**REQUEST 1:** Decide whether each statement below agrees with the article about Zack Greinke's effect on the Royals. Answer yes or no for each, and quote the words of the article that settle it. (a) Thunderstorms delayed the start of Greinke's most recent game by 2 1/2 hours. (b) Miguel Olivo has caught only some of Greinke's games this season. (c) Valenzuela began the 1981 season pitching for the Chicago White Sox.

**TEXT EXTRACT:**
--------------------------------
"Thursday is real, real big," Tilson said.
It's a weekday afternoon game, too, against a last-place team. But, ah, the forecast is for a high of 85 degrees, no rain and plenty of Greinke shine.
His most recent outing was a sellout, although there were certainly other factors -- it was the always-popular Fireworks Friday and hot dogs were only a buck. Thunderstorms rolled through in the late afternoon and delayed the start of the game 2 1/2 hours. Yet the majority of the 38,353 ticket buyers stuck it out, and Greinke did not disappoint them in an 8-1 win over the Baltimore Orioles.
"I couldn't believe there were that many people here," manager Trey Hillman said. "Not only waiting out the rain for the start of the game, I was amazed there were that many people here to finish the game."
Even more telling about Greinke's drawing power, for Tilson, was the May 4 game against the Chicago White Sox. It was nice weather and upper-level tickets were just $5, but it was a Monday night and the Royals sold about 6,000 tickets that day and 6,500 more tickets after the gates opened that night.
"He was the core reason," Tilson said. "That's what people were talking about all over town."
Greinke that night pitched a shutout and ran his record to 6-0 to the delight of 21,843 fans.
By winning seven of the second-place Royals' 20 victories, Greinke has set a pace that puts him in a historical context almost every outing. For example, the latest nugget unearthed by the Elias Sports Bureau is that Greinke and Fernando Valenzuela are the only pitchers in the past 90 years to post at least seven wins with an ERA of 0.60 or less. Valenzuela was 8-0 and 0.50 to begin the 1981 season for the Los Angeles Dodgers.
That kind of magic certainly has sprinkled some can-do dust over the rest of the Royals.
"It creates such a positive environment, and everybody thrives," general manager Dayton Moore said. "There's no doubt it permeates throughout the organization."
Miguel Olivo has caught all of Greinke's games this season.
"When he goes out there and gives 100 percent, it gives the team extra energy to win games, score some runs for him and and play better," Olivo said. "He brings a lot of energy and a lot of attitude for the pitchers and the whole team."
Fellow starter Brian Bannister has felt the Greinke effect.
"It's been fun to watch, because he's pitching how we all strive to pitch right now," Bannister said. "It's exciting every time he's out there, and it's going to trickle down to the rest of the guys."
First baseman Billy Butler senses an upbeat feeling throughout the clubhouse every day.
"I don't think it's just Zack," said Butler. "I think it's everybody's mentality in here that every single day, regardless of what happened yesterday, we're going to win. I've been here almost two years now and that's something I've never felt in here before."
The fans are feeling it in the stands, too. Left fielder David DeJesus caught their fervor as Greinke pitched after Friday night's long rain delay.
--------------------------------
**REQUEST 2:** Pick out each line of the records that contains the string "field", and copy those lines.

**RECORD EXCERPTS:**
--------------------------------
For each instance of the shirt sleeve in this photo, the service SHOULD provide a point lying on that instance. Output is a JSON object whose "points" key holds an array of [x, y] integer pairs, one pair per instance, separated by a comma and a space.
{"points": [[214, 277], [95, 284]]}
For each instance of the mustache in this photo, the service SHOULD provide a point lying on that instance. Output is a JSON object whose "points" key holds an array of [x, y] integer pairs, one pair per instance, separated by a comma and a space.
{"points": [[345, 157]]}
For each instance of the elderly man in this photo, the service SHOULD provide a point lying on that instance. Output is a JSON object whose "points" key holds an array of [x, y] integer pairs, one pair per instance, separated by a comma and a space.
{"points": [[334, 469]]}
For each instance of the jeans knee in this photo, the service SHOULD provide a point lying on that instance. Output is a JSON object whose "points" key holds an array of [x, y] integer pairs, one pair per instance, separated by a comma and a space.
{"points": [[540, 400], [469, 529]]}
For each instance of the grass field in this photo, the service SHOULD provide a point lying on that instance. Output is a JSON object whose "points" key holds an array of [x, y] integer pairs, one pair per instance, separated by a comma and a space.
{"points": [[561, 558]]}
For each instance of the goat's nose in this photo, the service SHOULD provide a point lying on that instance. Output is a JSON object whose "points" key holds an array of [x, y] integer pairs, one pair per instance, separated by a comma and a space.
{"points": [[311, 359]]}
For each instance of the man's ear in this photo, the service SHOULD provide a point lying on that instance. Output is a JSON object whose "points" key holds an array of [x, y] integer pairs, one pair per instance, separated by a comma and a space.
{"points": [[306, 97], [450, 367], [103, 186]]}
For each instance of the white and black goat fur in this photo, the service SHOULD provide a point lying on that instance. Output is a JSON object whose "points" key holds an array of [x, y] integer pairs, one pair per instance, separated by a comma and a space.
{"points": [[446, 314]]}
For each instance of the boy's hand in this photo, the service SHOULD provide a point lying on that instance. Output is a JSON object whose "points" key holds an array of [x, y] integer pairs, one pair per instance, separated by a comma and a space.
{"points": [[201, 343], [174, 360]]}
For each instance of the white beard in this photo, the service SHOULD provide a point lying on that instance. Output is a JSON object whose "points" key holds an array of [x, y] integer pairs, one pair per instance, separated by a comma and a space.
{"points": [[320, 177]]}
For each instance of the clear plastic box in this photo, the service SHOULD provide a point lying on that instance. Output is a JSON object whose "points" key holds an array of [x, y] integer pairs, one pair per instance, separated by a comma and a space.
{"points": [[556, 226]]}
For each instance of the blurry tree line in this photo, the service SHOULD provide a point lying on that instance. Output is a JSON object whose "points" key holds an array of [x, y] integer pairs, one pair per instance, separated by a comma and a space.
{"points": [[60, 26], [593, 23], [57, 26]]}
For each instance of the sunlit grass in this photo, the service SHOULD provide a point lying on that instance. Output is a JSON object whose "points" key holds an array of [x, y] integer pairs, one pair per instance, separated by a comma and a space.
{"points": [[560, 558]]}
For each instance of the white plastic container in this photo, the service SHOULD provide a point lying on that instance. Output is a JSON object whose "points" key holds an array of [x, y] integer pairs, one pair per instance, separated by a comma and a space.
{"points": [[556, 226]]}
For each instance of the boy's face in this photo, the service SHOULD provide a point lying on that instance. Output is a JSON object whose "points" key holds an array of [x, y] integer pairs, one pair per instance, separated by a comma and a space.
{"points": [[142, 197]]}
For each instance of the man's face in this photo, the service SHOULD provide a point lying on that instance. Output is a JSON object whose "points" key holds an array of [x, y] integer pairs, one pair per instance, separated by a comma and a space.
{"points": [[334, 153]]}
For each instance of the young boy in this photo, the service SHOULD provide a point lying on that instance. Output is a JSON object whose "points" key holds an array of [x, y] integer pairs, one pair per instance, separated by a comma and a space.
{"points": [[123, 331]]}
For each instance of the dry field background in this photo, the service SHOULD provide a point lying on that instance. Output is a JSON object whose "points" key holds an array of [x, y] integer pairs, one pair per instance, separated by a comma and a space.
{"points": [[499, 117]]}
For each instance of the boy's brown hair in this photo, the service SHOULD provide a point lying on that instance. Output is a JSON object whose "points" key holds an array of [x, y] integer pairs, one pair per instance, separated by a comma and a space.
--------------------------------
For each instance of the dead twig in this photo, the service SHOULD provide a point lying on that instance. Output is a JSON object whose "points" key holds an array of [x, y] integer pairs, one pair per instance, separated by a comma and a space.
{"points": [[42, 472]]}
--------------------------------
**FINAL RESULT 1:**
(a) Yes: "Thunderstorms rolled through in the late afternoon and delayed the start of the game 2 1/2 hours."
(b) No: "Miguel Olivo has caught all of Greinke's games this season."
(c) No: "Valenzuela was 8-0 and 0.50 to begin the 1981 season for the Los Angeles Dodgers."

**FINAL RESULT 2:**
For each instance of the grass field in this photo, the service SHOULD provide a point lying on that instance. Output is a JSON object whose "points" key holds an array of [x, y] integer pairs, one pair per instance, separated by a comma and a space.
For each instance of the dry field background in this photo, the service SHOULD provide a point lying on that instance. Output is a JSON object whose "points" key holds an array of [x, y] integer pairs, one pair per instance, separated by a comma and a space.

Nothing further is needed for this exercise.